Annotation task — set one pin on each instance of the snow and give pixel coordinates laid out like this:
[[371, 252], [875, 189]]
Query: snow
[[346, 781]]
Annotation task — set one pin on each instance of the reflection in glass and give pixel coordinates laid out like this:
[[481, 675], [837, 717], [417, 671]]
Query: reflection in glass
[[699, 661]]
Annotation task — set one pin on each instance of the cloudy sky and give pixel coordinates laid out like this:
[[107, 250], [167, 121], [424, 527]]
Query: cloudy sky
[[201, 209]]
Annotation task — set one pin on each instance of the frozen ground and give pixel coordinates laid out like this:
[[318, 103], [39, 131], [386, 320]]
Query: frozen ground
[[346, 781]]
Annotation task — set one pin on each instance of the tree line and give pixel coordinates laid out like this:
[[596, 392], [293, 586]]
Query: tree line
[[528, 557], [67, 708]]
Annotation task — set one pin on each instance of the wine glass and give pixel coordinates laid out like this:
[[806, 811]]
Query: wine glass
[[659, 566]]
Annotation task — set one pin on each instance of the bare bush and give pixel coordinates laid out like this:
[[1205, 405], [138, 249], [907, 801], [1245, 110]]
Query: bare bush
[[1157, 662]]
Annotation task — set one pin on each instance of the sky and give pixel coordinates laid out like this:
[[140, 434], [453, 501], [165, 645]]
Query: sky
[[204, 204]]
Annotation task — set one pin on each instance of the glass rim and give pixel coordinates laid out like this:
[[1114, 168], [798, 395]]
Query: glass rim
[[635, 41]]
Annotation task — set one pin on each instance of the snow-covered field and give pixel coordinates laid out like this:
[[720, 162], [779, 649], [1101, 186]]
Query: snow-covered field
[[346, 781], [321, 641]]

# # #

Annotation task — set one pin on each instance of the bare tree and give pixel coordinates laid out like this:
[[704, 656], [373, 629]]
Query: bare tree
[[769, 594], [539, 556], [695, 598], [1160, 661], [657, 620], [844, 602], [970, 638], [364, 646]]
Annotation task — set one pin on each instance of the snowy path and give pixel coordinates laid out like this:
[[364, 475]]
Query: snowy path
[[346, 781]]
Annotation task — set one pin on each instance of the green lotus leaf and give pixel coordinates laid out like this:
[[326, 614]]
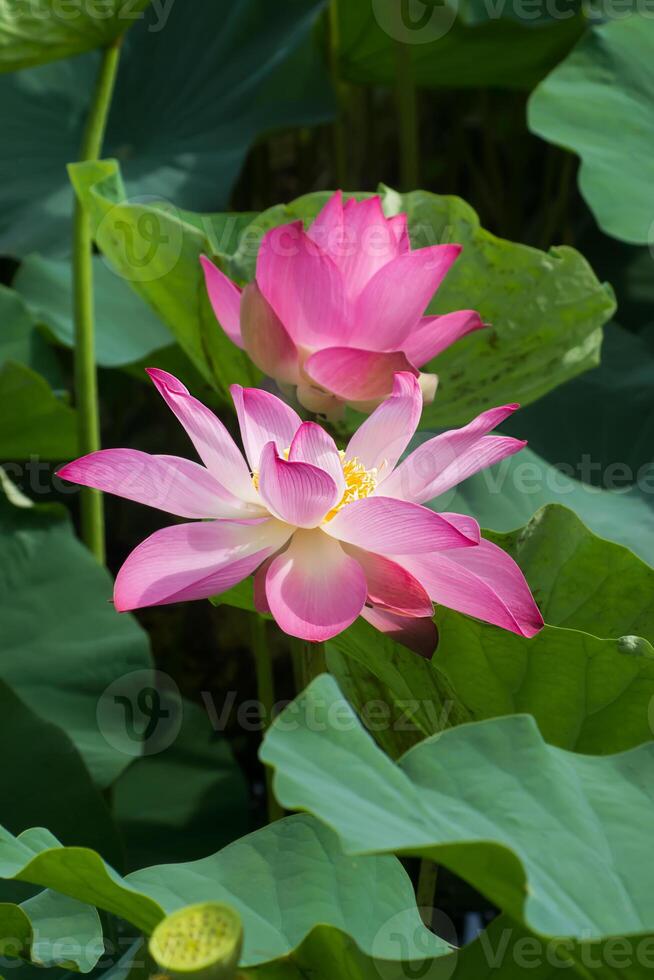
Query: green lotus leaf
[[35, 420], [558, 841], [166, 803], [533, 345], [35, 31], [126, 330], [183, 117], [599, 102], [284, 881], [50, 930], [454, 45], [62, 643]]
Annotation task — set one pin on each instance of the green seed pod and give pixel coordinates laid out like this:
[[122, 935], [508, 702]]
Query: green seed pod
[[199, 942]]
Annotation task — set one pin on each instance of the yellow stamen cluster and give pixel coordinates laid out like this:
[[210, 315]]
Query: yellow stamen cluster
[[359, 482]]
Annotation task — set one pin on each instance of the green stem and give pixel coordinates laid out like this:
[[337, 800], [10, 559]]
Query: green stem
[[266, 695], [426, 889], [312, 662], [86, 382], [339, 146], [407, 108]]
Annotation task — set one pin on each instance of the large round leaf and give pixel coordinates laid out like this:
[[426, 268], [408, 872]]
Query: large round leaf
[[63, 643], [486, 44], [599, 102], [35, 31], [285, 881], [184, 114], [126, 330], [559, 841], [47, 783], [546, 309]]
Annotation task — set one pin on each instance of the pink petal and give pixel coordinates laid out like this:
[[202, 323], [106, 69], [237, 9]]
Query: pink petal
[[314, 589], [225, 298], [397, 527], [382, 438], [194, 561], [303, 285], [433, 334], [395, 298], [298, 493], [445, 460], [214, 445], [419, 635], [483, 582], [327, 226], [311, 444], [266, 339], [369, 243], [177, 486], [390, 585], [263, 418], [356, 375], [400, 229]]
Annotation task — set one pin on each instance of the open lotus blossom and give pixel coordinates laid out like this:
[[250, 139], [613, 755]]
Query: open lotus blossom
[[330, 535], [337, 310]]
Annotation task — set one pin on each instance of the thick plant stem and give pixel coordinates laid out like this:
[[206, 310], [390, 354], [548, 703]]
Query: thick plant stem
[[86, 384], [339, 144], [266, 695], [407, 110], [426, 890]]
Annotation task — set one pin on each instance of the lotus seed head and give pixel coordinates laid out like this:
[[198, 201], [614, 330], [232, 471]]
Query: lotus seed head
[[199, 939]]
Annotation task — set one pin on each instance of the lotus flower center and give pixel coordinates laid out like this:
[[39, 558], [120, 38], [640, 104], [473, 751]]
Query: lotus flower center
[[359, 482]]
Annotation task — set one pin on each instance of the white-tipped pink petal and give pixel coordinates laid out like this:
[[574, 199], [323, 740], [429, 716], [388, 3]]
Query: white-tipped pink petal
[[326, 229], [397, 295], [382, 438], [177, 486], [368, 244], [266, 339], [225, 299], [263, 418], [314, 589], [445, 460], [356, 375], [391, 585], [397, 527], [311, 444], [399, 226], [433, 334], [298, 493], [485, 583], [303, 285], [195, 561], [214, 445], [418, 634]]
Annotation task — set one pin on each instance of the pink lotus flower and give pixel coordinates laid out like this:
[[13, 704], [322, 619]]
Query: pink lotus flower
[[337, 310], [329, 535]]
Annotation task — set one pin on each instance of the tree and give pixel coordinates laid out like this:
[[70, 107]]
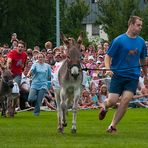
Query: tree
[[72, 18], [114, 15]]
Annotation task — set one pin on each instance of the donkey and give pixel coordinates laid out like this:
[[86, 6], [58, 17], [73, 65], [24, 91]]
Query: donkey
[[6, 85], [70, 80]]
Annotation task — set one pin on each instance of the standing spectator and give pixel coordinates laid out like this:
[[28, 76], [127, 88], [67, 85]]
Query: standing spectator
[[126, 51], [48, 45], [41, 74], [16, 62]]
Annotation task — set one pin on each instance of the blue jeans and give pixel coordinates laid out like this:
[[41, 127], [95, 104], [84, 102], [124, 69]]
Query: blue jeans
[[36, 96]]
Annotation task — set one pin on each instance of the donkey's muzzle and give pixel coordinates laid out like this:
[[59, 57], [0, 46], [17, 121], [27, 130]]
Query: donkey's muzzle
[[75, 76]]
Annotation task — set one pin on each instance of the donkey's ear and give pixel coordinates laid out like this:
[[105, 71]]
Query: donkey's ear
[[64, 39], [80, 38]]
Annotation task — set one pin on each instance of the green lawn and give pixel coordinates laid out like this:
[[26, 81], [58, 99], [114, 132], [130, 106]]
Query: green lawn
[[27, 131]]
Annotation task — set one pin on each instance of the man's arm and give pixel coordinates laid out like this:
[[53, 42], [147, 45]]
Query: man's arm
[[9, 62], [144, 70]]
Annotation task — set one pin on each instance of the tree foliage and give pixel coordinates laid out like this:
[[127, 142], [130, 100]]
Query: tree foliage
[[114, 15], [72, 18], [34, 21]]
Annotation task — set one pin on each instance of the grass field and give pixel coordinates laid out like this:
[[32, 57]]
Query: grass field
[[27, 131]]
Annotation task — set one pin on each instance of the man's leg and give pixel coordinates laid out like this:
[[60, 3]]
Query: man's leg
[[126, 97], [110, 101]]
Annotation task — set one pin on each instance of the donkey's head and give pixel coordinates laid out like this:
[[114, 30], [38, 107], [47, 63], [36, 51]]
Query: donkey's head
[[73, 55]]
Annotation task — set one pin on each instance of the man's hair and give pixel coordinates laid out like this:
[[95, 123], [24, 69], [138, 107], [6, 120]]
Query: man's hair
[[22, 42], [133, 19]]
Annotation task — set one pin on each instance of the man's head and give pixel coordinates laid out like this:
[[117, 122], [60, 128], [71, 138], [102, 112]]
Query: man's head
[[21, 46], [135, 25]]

# # #

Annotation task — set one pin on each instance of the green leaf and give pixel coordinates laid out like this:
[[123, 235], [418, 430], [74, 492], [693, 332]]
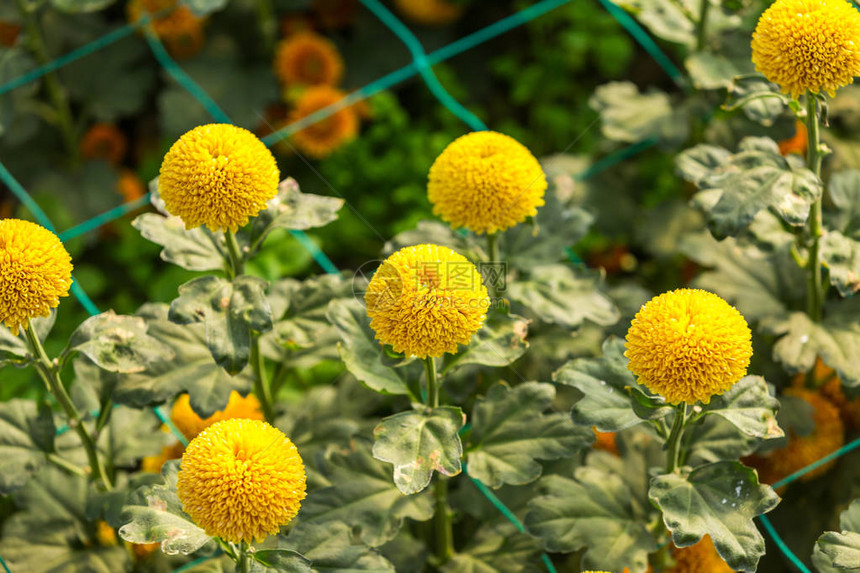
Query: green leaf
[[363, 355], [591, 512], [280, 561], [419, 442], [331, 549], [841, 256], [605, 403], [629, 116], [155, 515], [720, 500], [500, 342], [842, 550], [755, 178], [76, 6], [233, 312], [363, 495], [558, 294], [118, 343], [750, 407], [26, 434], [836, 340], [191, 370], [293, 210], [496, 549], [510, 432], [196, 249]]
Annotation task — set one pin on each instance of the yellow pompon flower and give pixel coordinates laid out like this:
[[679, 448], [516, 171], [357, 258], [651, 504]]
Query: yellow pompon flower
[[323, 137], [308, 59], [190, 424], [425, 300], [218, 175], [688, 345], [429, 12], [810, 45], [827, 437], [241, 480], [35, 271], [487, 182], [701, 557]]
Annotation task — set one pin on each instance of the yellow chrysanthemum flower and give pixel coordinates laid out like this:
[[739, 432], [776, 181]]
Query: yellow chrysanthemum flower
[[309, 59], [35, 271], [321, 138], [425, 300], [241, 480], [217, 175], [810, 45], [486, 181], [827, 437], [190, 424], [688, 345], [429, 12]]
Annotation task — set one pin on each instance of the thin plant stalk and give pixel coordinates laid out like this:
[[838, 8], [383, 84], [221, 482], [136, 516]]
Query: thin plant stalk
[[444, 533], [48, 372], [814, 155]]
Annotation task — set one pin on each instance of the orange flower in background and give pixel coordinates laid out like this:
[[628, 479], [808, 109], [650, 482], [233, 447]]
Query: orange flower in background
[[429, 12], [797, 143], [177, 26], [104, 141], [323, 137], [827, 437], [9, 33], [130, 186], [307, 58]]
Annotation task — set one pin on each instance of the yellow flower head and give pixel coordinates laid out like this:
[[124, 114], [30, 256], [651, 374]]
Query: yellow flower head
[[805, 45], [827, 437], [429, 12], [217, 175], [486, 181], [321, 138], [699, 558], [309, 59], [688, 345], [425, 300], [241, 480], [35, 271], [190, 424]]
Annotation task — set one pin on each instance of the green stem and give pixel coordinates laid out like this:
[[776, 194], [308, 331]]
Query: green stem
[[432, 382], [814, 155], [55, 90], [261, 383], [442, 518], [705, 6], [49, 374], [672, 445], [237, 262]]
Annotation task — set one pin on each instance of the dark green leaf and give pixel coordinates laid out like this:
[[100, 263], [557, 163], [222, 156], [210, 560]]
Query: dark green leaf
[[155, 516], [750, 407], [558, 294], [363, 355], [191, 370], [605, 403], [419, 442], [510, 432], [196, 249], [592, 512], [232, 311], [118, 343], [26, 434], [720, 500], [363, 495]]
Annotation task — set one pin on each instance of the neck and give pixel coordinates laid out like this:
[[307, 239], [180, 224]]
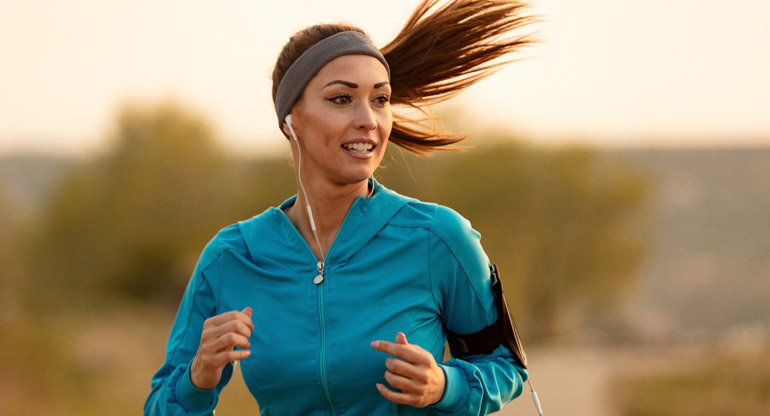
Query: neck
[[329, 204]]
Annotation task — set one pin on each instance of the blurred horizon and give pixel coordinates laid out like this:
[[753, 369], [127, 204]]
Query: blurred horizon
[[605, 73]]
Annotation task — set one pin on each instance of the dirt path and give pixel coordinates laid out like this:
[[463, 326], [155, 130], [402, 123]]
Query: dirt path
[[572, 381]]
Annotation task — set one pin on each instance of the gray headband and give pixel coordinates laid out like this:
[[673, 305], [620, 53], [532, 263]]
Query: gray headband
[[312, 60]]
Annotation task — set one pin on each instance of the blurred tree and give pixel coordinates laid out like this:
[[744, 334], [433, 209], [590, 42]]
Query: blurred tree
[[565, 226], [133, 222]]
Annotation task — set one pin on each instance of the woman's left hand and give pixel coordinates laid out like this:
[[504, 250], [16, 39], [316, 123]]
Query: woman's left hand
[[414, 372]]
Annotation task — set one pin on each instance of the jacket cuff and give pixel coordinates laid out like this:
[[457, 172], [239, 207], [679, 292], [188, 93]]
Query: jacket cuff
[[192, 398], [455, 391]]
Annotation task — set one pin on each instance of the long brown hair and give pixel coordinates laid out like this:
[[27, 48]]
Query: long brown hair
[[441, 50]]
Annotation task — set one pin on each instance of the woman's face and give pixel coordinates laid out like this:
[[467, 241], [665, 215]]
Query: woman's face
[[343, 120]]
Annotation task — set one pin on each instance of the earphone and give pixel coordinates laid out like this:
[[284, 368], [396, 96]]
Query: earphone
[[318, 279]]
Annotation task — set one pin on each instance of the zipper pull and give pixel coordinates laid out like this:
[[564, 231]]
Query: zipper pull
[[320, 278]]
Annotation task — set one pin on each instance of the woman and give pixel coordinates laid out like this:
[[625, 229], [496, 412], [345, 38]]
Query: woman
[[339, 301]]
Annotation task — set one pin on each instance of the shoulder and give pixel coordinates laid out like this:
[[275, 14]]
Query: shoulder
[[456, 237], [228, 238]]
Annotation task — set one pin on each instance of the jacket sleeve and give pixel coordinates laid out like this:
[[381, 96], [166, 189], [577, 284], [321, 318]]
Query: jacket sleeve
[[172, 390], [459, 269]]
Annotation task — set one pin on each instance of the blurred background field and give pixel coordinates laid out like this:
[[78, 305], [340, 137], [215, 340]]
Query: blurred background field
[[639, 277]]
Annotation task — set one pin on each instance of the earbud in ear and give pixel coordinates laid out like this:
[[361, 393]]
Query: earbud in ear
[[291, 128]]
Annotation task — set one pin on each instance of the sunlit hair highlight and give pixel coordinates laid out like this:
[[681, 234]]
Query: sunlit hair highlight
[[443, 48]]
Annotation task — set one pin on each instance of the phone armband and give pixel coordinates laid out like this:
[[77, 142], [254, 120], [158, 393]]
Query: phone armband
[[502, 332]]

# # #

Exercise directions >>
In the items from the line with "the lotus seed" up to and including the line with "[[6, 85], [70, 80]]", swap each "donkey" for "mule" and leave everything else unchanged. Give back only those lines, without the pictures.

Answer in full >>
Annotation task — set one pin on each instance of the lotus seed head and give pixel coordinates laid out like this:
[[198, 201], [614, 330], [232, 471]]
Query: lotus seed head
[[199, 939]]
Annotation task — set one pin on each instance of the lotus flower center and give pixel coordinates laid out like this:
[[39, 558], [120, 38], [640, 104], [473, 751]]
Query: lotus flower center
[[359, 482]]
Annotation task — set one pin on each instance of the white-tipped pink petal and give pixel coordinates laid out like this:
[[574, 199], [323, 740], [429, 716], [388, 3]]
Query: white-tipped pink petal
[[326, 229], [397, 295], [382, 438], [177, 486], [368, 244], [266, 339], [225, 299], [263, 418], [314, 589], [445, 460], [356, 375], [391, 585], [397, 527], [311, 444], [399, 226], [433, 334], [298, 493], [485, 583], [303, 285], [195, 561], [214, 445], [418, 634]]
Annotation task — set one pin on each instance of the pink lotus flower and give pixel coordinates laid out like this:
[[13, 704], [322, 619]]
Query: pink lotus flower
[[337, 310], [329, 535]]
Annotation task — set one pin on each instance of the tree and give pixel coordinates laid out like this:
[[70, 107]]
Query: tree
[[72, 18], [114, 15]]
Annotation task — set one pin on each instance of the mule and give pixel coordinates laid out like this:
[[86, 6], [58, 17], [73, 65], [24, 91]]
Query: mule
[[6, 85], [70, 80]]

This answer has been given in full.